*Description of the task*
How many of the lines below contain the word "trim"? Reply with the number alone.

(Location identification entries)

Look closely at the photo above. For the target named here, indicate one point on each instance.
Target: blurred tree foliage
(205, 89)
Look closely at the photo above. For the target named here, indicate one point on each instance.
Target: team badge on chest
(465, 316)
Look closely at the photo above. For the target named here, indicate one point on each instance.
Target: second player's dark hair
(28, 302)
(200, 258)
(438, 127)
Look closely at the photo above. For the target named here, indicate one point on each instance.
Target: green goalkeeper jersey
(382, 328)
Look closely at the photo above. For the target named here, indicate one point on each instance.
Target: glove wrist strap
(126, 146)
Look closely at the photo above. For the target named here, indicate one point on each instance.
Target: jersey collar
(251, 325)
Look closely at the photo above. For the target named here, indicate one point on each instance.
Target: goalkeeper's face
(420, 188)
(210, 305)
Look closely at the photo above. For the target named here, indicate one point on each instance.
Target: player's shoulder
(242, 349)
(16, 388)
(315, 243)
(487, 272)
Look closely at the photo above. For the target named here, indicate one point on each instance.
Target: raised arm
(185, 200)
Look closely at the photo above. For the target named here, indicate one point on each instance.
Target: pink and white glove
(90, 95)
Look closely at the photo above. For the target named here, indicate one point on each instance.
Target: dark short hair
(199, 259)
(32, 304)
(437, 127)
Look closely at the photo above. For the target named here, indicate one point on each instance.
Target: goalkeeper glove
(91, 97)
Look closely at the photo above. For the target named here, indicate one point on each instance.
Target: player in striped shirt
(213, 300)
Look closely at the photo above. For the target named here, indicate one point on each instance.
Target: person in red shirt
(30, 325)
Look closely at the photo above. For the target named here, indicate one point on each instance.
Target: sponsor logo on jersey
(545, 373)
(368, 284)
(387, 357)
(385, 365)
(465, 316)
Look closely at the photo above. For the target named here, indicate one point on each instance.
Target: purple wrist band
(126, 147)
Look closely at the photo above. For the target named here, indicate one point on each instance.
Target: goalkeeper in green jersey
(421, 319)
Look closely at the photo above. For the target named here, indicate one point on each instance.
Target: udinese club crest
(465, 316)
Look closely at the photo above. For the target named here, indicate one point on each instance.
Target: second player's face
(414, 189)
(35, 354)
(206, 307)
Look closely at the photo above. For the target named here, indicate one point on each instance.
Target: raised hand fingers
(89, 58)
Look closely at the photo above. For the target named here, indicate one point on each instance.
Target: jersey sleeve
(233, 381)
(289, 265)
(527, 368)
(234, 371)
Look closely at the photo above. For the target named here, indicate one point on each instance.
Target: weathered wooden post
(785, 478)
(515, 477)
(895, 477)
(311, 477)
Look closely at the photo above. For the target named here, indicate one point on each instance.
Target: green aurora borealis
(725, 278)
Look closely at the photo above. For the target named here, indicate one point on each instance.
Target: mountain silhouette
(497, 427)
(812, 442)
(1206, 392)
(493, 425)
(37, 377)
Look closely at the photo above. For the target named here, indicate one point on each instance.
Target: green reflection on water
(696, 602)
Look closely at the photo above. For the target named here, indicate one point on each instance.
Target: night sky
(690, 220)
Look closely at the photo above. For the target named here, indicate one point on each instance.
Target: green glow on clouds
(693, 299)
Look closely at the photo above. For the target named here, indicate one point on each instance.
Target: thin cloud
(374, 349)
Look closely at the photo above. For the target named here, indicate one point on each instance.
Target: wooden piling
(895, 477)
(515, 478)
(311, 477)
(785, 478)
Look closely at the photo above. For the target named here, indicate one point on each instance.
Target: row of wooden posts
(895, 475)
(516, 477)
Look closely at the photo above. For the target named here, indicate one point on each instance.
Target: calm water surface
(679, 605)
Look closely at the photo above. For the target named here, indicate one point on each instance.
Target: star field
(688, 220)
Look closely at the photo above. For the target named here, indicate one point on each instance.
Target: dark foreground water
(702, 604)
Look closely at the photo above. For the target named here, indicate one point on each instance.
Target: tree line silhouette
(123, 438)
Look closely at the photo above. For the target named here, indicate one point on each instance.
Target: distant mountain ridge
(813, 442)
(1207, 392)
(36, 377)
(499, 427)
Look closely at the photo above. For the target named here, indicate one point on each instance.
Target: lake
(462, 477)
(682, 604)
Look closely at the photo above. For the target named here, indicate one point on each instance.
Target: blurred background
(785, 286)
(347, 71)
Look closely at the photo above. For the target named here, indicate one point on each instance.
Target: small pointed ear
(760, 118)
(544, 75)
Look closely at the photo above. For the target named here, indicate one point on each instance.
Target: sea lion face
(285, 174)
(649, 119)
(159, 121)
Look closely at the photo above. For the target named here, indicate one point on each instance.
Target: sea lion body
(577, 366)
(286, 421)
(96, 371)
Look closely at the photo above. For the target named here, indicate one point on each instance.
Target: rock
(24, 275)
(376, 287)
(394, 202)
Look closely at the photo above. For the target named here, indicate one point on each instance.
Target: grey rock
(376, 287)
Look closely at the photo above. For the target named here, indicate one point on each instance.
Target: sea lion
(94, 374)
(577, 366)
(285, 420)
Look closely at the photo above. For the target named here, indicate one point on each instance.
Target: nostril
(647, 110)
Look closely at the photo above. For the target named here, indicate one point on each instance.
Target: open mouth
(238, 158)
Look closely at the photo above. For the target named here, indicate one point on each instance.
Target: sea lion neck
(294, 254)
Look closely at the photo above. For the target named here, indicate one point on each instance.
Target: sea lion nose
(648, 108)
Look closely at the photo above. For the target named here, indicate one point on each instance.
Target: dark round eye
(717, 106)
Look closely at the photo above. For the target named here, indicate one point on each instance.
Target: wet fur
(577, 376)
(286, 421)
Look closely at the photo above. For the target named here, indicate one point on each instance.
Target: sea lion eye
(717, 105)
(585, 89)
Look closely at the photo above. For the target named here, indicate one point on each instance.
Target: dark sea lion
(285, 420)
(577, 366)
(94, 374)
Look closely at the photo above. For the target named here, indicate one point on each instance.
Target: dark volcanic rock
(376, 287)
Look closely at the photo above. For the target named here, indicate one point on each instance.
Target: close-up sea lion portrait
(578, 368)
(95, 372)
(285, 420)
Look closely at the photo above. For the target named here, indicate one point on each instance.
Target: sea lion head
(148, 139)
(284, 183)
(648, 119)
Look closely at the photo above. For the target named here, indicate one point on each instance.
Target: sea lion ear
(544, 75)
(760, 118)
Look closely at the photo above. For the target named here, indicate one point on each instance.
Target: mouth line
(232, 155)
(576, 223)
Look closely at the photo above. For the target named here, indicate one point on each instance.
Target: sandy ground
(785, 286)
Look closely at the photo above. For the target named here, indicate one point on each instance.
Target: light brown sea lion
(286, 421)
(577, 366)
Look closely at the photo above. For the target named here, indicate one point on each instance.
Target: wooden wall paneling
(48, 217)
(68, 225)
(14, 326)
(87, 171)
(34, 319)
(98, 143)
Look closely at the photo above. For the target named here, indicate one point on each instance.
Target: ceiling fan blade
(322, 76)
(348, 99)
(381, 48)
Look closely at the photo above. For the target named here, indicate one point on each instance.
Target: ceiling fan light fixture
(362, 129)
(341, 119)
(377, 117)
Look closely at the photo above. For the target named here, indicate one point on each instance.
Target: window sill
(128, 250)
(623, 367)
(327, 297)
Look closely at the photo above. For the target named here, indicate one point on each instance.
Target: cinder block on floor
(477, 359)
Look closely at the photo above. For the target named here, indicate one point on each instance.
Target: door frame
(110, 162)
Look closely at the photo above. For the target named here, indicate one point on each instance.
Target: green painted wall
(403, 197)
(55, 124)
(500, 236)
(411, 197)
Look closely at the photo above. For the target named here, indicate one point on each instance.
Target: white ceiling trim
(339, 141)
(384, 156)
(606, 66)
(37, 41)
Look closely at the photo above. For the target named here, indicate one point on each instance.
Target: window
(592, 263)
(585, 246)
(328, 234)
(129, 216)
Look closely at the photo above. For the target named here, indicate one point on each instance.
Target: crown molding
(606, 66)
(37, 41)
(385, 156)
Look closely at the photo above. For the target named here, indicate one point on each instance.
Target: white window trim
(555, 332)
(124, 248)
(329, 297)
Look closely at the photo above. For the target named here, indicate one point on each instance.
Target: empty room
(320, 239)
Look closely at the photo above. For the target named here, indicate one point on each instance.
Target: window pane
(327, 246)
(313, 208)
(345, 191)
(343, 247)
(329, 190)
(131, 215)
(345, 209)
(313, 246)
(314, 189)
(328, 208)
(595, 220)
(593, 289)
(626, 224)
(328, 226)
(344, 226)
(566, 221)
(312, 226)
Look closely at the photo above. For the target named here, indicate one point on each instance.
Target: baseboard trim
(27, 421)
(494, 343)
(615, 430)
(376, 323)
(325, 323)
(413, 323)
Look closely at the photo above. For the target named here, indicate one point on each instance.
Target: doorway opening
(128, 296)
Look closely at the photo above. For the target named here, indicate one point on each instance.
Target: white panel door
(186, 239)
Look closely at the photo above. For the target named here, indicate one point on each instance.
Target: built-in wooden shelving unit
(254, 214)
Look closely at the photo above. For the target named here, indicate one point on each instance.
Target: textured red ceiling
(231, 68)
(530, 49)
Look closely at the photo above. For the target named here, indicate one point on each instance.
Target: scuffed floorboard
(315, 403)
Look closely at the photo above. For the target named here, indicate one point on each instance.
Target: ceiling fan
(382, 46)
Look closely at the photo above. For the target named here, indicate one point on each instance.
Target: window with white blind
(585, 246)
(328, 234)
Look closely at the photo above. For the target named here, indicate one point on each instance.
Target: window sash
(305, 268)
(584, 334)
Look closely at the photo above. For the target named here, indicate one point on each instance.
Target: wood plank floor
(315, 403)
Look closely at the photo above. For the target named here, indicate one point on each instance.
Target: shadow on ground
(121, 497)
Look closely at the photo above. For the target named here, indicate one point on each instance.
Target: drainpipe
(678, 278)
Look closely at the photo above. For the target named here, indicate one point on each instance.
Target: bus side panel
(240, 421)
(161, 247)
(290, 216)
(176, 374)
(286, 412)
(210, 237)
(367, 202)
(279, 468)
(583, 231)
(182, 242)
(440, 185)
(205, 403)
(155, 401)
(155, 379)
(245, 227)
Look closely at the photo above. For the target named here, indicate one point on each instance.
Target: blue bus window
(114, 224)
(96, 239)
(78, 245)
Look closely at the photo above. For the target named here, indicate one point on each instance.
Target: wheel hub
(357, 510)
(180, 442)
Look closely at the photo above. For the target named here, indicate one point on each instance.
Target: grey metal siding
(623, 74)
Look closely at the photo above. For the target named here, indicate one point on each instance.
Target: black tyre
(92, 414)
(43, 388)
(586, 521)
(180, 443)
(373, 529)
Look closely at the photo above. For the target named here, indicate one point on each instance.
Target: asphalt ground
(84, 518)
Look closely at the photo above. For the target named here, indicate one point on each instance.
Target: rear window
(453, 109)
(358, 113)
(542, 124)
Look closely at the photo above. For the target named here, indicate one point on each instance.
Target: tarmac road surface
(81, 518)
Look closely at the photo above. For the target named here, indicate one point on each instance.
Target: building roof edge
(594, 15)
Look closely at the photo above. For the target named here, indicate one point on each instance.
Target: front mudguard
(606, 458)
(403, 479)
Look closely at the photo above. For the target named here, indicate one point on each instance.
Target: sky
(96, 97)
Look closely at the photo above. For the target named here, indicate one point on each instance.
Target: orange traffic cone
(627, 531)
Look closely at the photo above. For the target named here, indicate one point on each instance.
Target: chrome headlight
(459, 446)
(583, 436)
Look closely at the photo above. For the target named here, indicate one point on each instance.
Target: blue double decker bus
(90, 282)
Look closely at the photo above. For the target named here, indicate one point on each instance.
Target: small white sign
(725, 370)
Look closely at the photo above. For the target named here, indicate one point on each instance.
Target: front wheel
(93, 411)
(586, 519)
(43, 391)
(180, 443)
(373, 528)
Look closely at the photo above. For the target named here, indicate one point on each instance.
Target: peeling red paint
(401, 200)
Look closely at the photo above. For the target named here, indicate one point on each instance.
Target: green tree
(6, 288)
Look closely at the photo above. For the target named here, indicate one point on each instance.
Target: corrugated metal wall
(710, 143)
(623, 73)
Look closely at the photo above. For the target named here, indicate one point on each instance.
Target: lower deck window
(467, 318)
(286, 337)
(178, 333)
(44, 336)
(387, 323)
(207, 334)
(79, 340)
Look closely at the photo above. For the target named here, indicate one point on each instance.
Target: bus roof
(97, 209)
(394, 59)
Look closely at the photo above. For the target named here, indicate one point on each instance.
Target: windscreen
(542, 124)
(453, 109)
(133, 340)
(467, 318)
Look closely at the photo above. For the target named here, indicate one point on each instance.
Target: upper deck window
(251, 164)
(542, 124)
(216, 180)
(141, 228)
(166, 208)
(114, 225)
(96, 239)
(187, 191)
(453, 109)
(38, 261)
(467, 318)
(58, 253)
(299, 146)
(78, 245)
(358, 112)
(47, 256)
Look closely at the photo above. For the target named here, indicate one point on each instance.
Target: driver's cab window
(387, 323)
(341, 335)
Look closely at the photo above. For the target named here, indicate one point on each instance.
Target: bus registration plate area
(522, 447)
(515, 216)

*Complete response*
3